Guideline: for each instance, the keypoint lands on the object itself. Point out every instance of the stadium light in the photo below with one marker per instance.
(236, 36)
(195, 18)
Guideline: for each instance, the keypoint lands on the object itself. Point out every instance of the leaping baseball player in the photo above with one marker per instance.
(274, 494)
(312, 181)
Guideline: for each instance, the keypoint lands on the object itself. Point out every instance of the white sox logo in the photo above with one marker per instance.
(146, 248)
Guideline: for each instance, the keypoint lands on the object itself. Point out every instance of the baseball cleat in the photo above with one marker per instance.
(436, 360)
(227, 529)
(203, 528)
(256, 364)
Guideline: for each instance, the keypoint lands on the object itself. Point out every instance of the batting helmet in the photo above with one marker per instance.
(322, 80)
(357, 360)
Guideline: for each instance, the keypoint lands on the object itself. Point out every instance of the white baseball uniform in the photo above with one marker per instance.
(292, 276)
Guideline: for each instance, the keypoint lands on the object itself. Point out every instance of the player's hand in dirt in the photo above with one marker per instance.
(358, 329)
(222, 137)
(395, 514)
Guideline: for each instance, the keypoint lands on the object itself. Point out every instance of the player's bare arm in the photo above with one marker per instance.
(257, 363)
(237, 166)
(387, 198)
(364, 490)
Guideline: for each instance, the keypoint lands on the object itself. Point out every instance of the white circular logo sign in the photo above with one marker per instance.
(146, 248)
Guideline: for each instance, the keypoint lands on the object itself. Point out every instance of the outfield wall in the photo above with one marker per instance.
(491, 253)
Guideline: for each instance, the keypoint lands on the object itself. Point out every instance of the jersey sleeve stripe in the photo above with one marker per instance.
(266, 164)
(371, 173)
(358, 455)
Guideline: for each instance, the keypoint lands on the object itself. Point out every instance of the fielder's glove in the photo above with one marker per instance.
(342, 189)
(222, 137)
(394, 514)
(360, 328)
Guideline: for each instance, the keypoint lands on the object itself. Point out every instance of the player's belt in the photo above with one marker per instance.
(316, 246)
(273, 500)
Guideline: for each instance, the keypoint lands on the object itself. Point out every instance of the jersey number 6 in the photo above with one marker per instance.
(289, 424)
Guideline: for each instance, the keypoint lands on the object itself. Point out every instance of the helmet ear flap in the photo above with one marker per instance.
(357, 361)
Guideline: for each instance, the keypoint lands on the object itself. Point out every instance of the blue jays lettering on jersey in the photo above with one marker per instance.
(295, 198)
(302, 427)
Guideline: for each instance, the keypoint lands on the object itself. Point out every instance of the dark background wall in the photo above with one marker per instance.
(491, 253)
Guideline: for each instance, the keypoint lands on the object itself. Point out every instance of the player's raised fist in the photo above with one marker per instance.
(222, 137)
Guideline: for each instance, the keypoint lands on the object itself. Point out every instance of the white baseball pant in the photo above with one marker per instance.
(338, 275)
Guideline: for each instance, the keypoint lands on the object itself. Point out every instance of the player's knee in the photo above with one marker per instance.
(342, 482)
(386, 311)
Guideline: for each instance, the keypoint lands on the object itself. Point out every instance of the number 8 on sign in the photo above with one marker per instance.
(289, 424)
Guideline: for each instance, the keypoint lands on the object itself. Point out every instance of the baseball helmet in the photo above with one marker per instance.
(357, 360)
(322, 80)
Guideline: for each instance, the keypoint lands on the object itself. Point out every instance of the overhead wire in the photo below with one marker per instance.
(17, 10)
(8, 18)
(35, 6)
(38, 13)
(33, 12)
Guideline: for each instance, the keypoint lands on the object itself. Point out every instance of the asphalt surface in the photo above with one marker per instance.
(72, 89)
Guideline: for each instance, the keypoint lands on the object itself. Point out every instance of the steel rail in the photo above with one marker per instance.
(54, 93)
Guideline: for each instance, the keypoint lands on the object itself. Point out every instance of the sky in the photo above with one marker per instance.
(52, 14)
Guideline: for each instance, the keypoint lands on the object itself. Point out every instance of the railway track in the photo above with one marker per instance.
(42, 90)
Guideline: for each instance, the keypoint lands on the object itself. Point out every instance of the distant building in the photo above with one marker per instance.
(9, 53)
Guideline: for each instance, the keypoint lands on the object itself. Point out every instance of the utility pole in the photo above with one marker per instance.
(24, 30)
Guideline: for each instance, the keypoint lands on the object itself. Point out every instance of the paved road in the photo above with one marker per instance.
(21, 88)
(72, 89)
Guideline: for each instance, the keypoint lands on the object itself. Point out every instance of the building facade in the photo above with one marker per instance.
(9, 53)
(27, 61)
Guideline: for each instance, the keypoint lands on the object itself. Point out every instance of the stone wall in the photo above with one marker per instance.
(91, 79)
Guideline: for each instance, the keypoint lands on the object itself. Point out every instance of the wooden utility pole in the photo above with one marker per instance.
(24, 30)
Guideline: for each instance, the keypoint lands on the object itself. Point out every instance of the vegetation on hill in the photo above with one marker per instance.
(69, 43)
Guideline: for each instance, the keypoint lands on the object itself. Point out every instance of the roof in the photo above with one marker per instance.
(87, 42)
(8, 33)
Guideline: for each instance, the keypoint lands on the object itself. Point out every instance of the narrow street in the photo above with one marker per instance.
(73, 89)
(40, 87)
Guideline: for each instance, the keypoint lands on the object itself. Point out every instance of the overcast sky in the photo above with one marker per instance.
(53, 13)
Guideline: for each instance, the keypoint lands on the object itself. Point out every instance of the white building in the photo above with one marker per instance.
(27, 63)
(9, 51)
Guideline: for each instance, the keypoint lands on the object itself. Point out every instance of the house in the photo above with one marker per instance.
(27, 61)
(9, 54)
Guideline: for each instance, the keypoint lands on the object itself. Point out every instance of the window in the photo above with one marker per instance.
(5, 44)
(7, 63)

________________________

Objective
Write out the full listing exactly as given.

Output of the task
Guideline: for each instance, the keypoint lands on the object itself. Point out every instance of the stadium light in the photo below with one marker per instance.
(236, 36)
(195, 18)
Guideline: for each instance, the keypoint lands on the object itself. Point out every instance of the leaping baseball player in the photo above with one marker per instance.
(274, 494)
(312, 181)
Guideline: for each instance, the keypoint lands on the object itself. Point out every instance of the white sox logo in the photo above with one marker per instance.
(146, 248)
Guideline: for each instance, the keypoint lands on the object itself. Point out every instance of the baseball cleat in the photo above with one marker per instance.
(436, 360)
(227, 529)
(203, 528)
(256, 364)
Guideline: for each instance, the keypoint lands on the object itself. Point out every instance of the batting helmet in the photo above with one marker per instance.
(322, 80)
(357, 360)
Guideline: for each instance, the keypoint lands on the object itself. Point out every instance of the white baseball uniform in the photo above with one marker per instance.
(292, 276)
Guideline: for each instance, the keypoint lands on the object itself. Point out every instance of the player's hand in dirt in the photo above with one marker per instance.
(358, 329)
(222, 137)
(395, 514)
Guideline: for each instance, the keypoint lands on the object itself. Point out every instance of the player's bare arm in the photo above with one marker per instance.
(257, 363)
(237, 166)
(387, 198)
(364, 490)
Guideline: for each instance, the keypoint lands on the object itself. Point out every instance of the white circular logo sign in the photo above with one marker per instance.
(146, 248)
Guideline: for each instance, the keypoint lands on the object itself. Point out every instance of the outfield wall in the photo above with one marker per instance.
(491, 253)
Guideline: for each instance, the keypoint lands on the object itself. Point out every instance of the jersey sleeve stripe in the photo above with one marker per instance.
(266, 164)
(371, 173)
(358, 455)
Guideline: for each instance, the keypoint lands on the object itself. Point out every instance of the fielder's glove in the photo above with one marker per instance.
(342, 189)
(222, 137)
(394, 514)
(360, 328)
Guideline: for each instance, the keypoint lands on the object itself. Point out every instance of the player's belt in the photo above with one marker per instance.
(316, 246)
(273, 500)
Guideline: for each instance, the keypoint lands on the object itself. Point out every instance of the jersey number 6 in the photo above with one marker per instance.
(289, 424)
Guideline: for each instance, the keypoint lands on the object itself. Point out every instance of the helmet ear flap in the photo above with one marker per instance.
(357, 361)
Guideline: for each instance, the keypoint lands on the object itself. Point out every instance of the blue jays lettering on jersey in the photo above with one marker per instance.
(295, 198)
(302, 427)
Guideline: for each instance, the keypoint lands on the object itself. Point out every instance of the dark background wall in the photo above with one marker per instance.
(491, 253)
Guideline: for each instance, the keypoint lands on the object itself. Point out every instance of the player's raised fist in the photo above with one marker per instance.
(222, 137)
Guideline: for each instance, the keypoint lands on the object itself. Point out every instance of the white baseball pant in the photo above with one marker per instance.
(338, 275)
Guideline: for each instance, the keypoint lands on the object itself. Point out every instance of the player's knee in the photo above with one marker per instance.
(342, 482)
(386, 311)
Guideline: for each instance, the keypoint lands on the object itself. Point out every instance of the number 8 on sign in the photo above with one marker per instance.
(289, 424)
Guideline: for each instance, the keypoint lands on the object itself. Point out every instance of the baseball helmet in the photo above with one marker per instance.
(357, 360)
(322, 80)
Guideline: for each instance, the keypoint lands on the object itself. Point out every instance of the overhead wire in the photo below with one marker per instance.
(17, 10)
(8, 18)
(35, 6)
(38, 13)
(33, 12)
Guideline: for each instance, the keypoint lands on the object itself. Point out every instance of the asphalt surface in the photo above with one marker per instance.
(72, 89)
Guideline: for each instance, the keypoint lands on the object itself. Point out every instance of the steel rail in the photo above with one marker per instance.
(54, 93)
Guideline: for each instance, the keypoint lands on the object itself. Point out every instance of the sky in the photo above with one marker per instance.
(52, 14)
Guideline: for each instance, the keypoint lands on the object itself. Point out every instance of the railway track in the photo above with one marker per instance.
(42, 90)
Guideline: for each instance, the keypoint lands on the object itself. Point out every instance of the distant building in the photo above with one marker per instance.
(9, 53)
Guideline: for each instance, the keypoint lands on the object itself. Point out every instance of the utility pole in the photo above with one marker per instance.
(24, 30)
Guideline: for each instance, the keypoint lands on the object itself. Point out every instance of the paved road in the photo above with one marker per instance.
(21, 88)
(72, 89)
Guideline: for each instance, the keypoint lands on the object itself. Point out every instance of the building facade in the photo above with one marker per instance.
(9, 53)
(27, 61)
Guideline: for each instance, the keypoint lands on the object itself. Point out every instance of the stone wall in the photo above with one marker per instance.
(91, 79)
Guideline: for each instance, the keypoint lands on the object itself. Point out every instance of the wooden utility pole in the photo above with one marker per instance.
(24, 30)
Guideline: for each instance, the keypoint lands on the object itself. Point out every instance of the vegetation on hill in the photo above with one marker per instance.
(69, 43)
Guideline: for each instance, the keypoint lands on the object itself. Point out every instance of the roof in the photo above with one marker per instance.
(87, 42)
(8, 33)
Guideline: for each instance, the keypoint lands on the object itself. Point out every instance of the narrow street in the photo above with one marker per instance.
(73, 89)
(40, 87)
Guideline: for each instance, the keypoint lands on the object itself. Point out every instance of the overcast sky in the photo above with one marker per instance.
(53, 13)
Guideline: for each instance, the keypoint lands on the object itself. Point out every instance of the white building in the photo above with one marker per instance.
(27, 63)
(9, 51)
Guideline: for each instance, the keypoint lands on the object itself. Point out every instance of the house in the photo above with one marker per instance.
(27, 61)
(9, 54)
Guideline: for each instance, the keypoint lands on the object itself. Point out every instance of the window in the photo above with one marker per instance.
(5, 44)
(7, 63)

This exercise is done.